* [What the exercise asks]
Your task is to transcribe the records exactly, skipping every image.

* [Input data]
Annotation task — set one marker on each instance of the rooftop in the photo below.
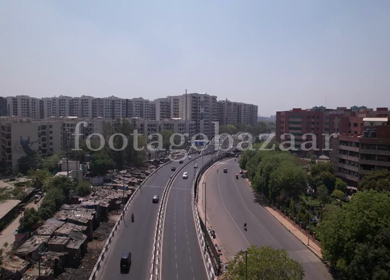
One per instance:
(32, 244)
(67, 228)
(49, 227)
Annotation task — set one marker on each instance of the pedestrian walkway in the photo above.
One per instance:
(296, 232)
(202, 216)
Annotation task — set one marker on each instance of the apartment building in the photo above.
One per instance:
(163, 109)
(236, 113)
(320, 120)
(147, 127)
(199, 108)
(353, 156)
(24, 136)
(21, 137)
(3, 107)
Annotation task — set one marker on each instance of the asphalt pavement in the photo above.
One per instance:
(181, 254)
(231, 203)
(137, 237)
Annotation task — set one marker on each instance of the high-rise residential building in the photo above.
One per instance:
(163, 109)
(237, 113)
(353, 156)
(320, 121)
(3, 107)
(198, 107)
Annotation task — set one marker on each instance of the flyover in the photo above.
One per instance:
(137, 237)
(231, 203)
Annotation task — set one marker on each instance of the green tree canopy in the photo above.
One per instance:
(264, 263)
(83, 189)
(355, 238)
(28, 220)
(377, 180)
(100, 164)
(340, 185)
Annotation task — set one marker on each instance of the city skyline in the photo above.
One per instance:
(276, 55)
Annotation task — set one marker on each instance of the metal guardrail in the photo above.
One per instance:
(157, 244)
(100, 260)
(201, 231)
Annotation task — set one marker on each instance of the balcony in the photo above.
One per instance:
(349, 148)
(351, 158)
(347, 176)
(374, 162)
(349, 167)
(375, 152)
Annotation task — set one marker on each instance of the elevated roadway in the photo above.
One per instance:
(231, 203)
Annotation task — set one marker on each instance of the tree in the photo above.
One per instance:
(83, 189)
(340, 185)
(264, 263)
(29, 220)
(100, 164)
(39, 177)
(166, 135)
(355, 238)
(51, 163)
(27, 162)
(377, 180)
(338, 195)
(322, 194)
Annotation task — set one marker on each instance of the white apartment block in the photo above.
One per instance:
(202, 109)
(147, 127)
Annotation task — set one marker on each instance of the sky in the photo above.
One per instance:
(276, 54)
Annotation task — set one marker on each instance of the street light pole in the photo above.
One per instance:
(205, 206)
(246, 265)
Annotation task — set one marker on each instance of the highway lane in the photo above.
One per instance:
(231, 203)
(137, 237)
(181, 254)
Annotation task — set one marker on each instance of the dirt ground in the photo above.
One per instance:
(94, 249)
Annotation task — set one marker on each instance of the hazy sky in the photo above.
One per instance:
(276, 54)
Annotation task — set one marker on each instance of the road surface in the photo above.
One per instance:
(137, 237)
(181, 255)
(231, 203)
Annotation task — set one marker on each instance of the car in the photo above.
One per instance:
(125, 262)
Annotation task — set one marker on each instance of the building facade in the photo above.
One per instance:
(353, 156)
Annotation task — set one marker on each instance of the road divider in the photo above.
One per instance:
(118, 223)
(155, 272)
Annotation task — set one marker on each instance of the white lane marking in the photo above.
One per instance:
(235, 184)
(239, 229)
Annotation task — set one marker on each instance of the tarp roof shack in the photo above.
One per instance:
(13, 267)
(33, 246)
(77, 239)
(67, 228)
(49, 227)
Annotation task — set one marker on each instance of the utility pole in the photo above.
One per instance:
(246, 265)
(205, 206)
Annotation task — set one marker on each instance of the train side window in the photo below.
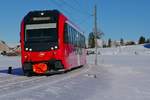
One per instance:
(66, 39)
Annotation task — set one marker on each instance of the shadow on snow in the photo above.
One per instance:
(15, 71)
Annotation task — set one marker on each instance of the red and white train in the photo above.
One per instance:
(50, 42)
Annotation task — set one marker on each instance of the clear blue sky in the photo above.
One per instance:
(128, 19)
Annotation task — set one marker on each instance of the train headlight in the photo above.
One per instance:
(30, 49)
(27, 49)
(56, 47)
(52, 48)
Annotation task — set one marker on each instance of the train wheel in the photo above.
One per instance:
(27, 69)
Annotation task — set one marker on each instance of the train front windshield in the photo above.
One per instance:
(40, 37)
(41, 33)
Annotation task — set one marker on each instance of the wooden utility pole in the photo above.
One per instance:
(95, 32)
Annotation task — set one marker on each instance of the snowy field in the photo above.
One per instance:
(121, 74)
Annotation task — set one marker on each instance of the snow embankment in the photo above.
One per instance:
(124, 50)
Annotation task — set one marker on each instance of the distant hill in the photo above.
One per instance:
(147, 45)
(3, 46)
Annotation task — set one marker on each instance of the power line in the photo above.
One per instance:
(75, 8)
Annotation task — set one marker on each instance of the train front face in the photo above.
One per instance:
(41, 52)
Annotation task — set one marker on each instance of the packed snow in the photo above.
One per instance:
(121, 74)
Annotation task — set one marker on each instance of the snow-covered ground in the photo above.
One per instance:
(121, 74)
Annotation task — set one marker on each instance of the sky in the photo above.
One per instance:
(127, 19)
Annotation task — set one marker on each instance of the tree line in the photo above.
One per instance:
(91, 41)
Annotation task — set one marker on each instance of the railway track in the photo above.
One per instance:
(22, 83)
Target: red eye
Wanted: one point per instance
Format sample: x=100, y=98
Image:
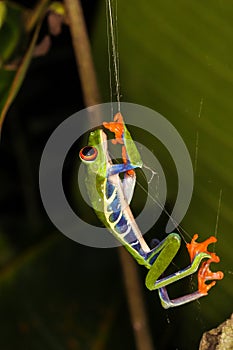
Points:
x=88, y=153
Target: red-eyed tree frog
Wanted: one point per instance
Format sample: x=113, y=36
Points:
x=113, y=209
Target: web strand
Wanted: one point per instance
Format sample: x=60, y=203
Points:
x=113, y=43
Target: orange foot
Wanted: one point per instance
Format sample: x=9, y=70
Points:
x=117, y=127
x=204, y=273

* [Solution]
Annotation task — set one marker on each instance of the rooftop in the photo below.
One per instance:
(32, 244)
(67, 228)
(49, 227)
Annotation task — set one marker on each instance of the pedestrian walkway in the photo above.
One per instance:
(296, 232)
(202, 216)
Annotation task — set one marker on each instance of the apartment building in the photo above.
One per instance:
(163, 109)
(236, 113)
(320, 120)
(147, 127)
(199, 108)
(353, 156)
(24, 136)
(21, 137)
(3, 107)
Annotation task — set one marker on each instance of the asphalt pavement in the photo above.
One per instance:
(181, 254)
(231, 203)
(137, 237)
Annotation task — set one marker on each instance of the high-rise residential building in the photo above.
One per instance:
(163, 109)
(237, 113)
(353, 156)
(320, 121)
(3, 107)
(198, 107)
Annotation task — set one marker on each instance of the flyover in the photo above.
One per instance:
(137, 237)
(231, 203)
Annotation task — set one marker on each instance of the green tree canopy in the photo above.
One per instance:
(264, 263)
(83, 189)
(355, 238)
(28, 220)
(377, 180)
(100, 164)
(340, 185)
Annotation task — set one marker on each instance of the city skyline in the photo above.
One per instance:
(276, 55)
Annotation task — set one marker on each instance of the metal guardrail in the photo above.
One per instance:
(157, 244)
(100, 260)
(201, 231)
Annotation task — set one marker on each instance of the balcony in the photo above.
One per instance:
(349, 148)
(351, 158)
(347, 176)
(374, 162)
(349, 167)
(375, 152)
Annotation task — set one marker on each instance of the elevated roadway in the photo above.
One per instance:
(231, 203)
Annotation task — set one marker on each instance of the tree in the photo above.
One per instance:
(83, 189)
(340, 185)
(264, 263)
(29, 220)
(100, 164)
(39, 177)
(166, 135)
(355, 238)
(51, 163)
(27, 162)
(377, 180)
(338, 195)
(322, 194)
Annotation task — set one marker on each instance of the white apartment block in the photo above.
One per instance:
(202, 109)
(147, 127)
Annotation task — set one marker on each instance of the sky in the photo above.
One per instance:
(276, 54)
Annotation task — set one marker on each instance of the street light pole in the photo above.
One per instance:
(205, 206)
(246, 265)
Annotation task — set one marker on each instance of the highway lane in the photo above.
One per instance:
(231, 203)
(137, 237)
(181, 254)
Annotation task — set one marker on each instance of the dirt ground in the photo above.
One per instance:
(94, 249)
Annotation task — set one marker on each instance of the hazy sky in the photo above.
One per instance:
(276, 54)
Annotation task — set one marker on each instance of the road surface in the photo above.
One per instance:
(137, 237)
(181, 255)
(231, 203)
Annotation task — set one marker on each instance of the car in the photo above.
One per instance:
(125, 262)
Annotation task — set one marker on each instance of the building facade in the photo above.
One per instance:
(353, 156)
Annotation task — set one marker on each instance of the road divider in the photo above.
One per instance:
(118, 223)
(155, 272)
Annotation task — set one marker on each instance of the white lane marking in the photo above.
One per instance:
(235, 184)
(239, 229)
Annotation task — set one marker on each instance of the tarp roof shack in the photo above.
One per instance:
(13, 267)
(33, 246)
(77, 239)
(67, 228)
(49, 227)
Annotation task — set one marker on each instance of the utility pole in the photo above.
One per instance:
(246, 265)
(205, 206)
Annotation task — set one marker on each instance of the train side window in the photo below.
One per instance:
(66, 39)
Annotation task — set one marker on each instance of the shadow on snow in the photo above.
One per instance:
(15, 71)
Annotation task — set one marker on each instance of the red and white train in the photo above.
One per instance:
(50, 42)
Annotation task — set one marker on each instance of the clear blue sky in the photo above.
One per instance:
(128, 19)
Annotation task — set one marker on each instance of the train headlight in the photo above.
One per instance:
(30, 49)
(27, 49)
(56, 47)
(52, 48)
Annotation task — set one marker on each instance of the train wheel in the photo above.
One per instance:
(27, 69)
Annotation task — set one marker on each instance of the train front windshield in the photo above.
One per instance:
(40, 37)
(41, 33)
Annotation task — set one marker on each instance of the wooden utility pole in the photo above.
One per instance:
(95, 32)
Annotation task — set one marker on each instance of the snowy field in the photo above.
One per instance:
(121, 74)
Annotation task — set one marker on each instance of the snow embankment in the photo above.
One per instance:
(124, 50)
Annotation task — set one marker on each instance of the distant hill in the photo above.
One per instance:
(147, 45)
(3, 46)
Annotation task — set one marker on each instance of the power line in the photo above.
One per instance:
(75, 8)
Annotation task — set one marker on each instance of the train front face in the photo above.
One per instance:
(41, 52)
Annotation task — set one marker on each instance of the packed snow in the photo above.
One per instance:
(121, 74)
Annotation task — set one marker on each instance of the snow-covered ground in the photo above.
One per instance:
(121, 74)
Annotation task — set one marker on each instance of the sky in the photo above.
One per instance:
(127, 19)
Annotation task — set one marker on each instance of the tree line in the photo above.
One per instance:
(91, 41)
Annotation task — set one marker on each instance of the railway track in the photo above.
One per instance:
(22, 83)
Target: red eye
Wanted: one point per instance
Format sample: x=100, y=98
Image:
Points:
x=88, y=153
Target: red-eyed tree frog
Wanted: one point per instance
Format sample: x=113, y=36
Points:
x=113, y=209
Target: web strand
Wanted: one point per instance
Format sample: x=60, y=203
Points:
x=113, y=43
Target: orange foot
Wanted: one point per instance
Format sample: x=9, y=70
Points:
x=117, y=127
x=204, y=273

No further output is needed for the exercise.